● **Consigne**
Recopiez mot pour mot, dans l'entretien sur les négociations de contrats ci-dessous, tout ce qui va de « Il y a quelques » jusqu'à « cette évolution ? ».

● **Texte à lire**
══════

Il y a quelques années, les négociations de contrats pour l’année suivante commençaient en septembre, puis elles ont ensuite débuté en juillet, et maintenant elles démarrent en janvier. Qu’est-ce qui explique cette évolution ?
« J’ai essayé d’y réfléchir parce que cette évolution est vraiment bizarre, rapide, a analysé Laurent. En fait, j’en suis arrivé à la conclusion qu’il y a de moins en moins de bons pilotes. Cette conjoncture fait que les grosses usines ont peur de ne pas mettre de bons pilotes sur leurs motos. Elles essaient donc d’analyser les pilotes le plus vite possible pour récupérer les meilleurs.
« Je pense que c’est ça, parce que ça fait un peu peur. Tout est rapide, trop rapide, et ce n’est pas bon. »
Et vous, vous en êtes où, avec Johann ? Je suppose que vous devez parler avec presque tous les constructeurs ?
« Voila. Il y a même Aprilia qui m’a contacté. Tout le monde m’appelle, mais moi je veux que Johann gagne des Grands Prix. Il est concentré sur son job, à faire du mieux qu’il peut, et après on rentrera dans les négociations. Ça ne sert à rien de vouloir courir dans tous les sens pour tout gagner. Ça se fait par élimination, petit à petit, et puis après chacun fait sa soupe à sa manière.
Par élimination, je suppose qu’il vous reste une ou deux marques. Après…
« Oui, oui. Il faut une bonne moto, donc une moto d’usine. Il faut d’abord une moto d’usine pour Johann, et après le reste se fera normalement. »
Johann a tourné à Losail lors des derniers tests à moins d’un dixième du record absolu du circuit, qui date de l’époque où les pilotes utilisaient un pneu de qualification qui ne durait qu’un seul tour. On se rappelle également de son brillant début de course l’an dernier, pour sa première course en MotoGP. Pourquoi est-il aussi fort sur ce circuit ?

══════

● **Données affichées**
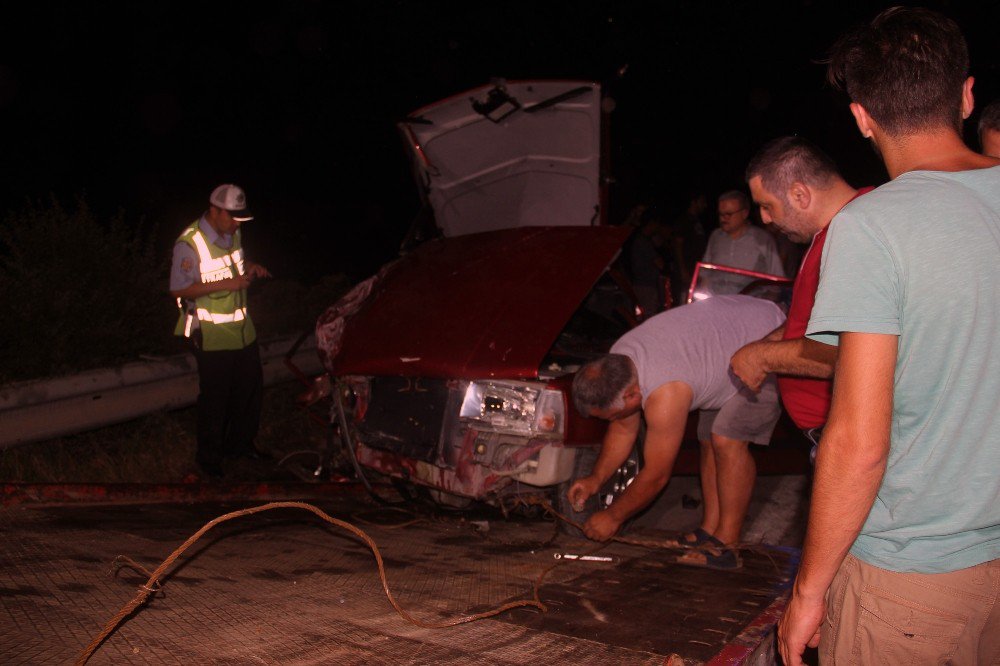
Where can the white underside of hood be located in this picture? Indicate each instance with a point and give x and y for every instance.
(535, 163)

══════

● **Votre réponse**
Il y a quelques années, les négociations de contrats pour l’année suivante commençaient en septembre, puis elles ont ensuite débuté en juillet, et maintenant elles démarrent en janvier. Qu’est-ce qui explique cette évolution ?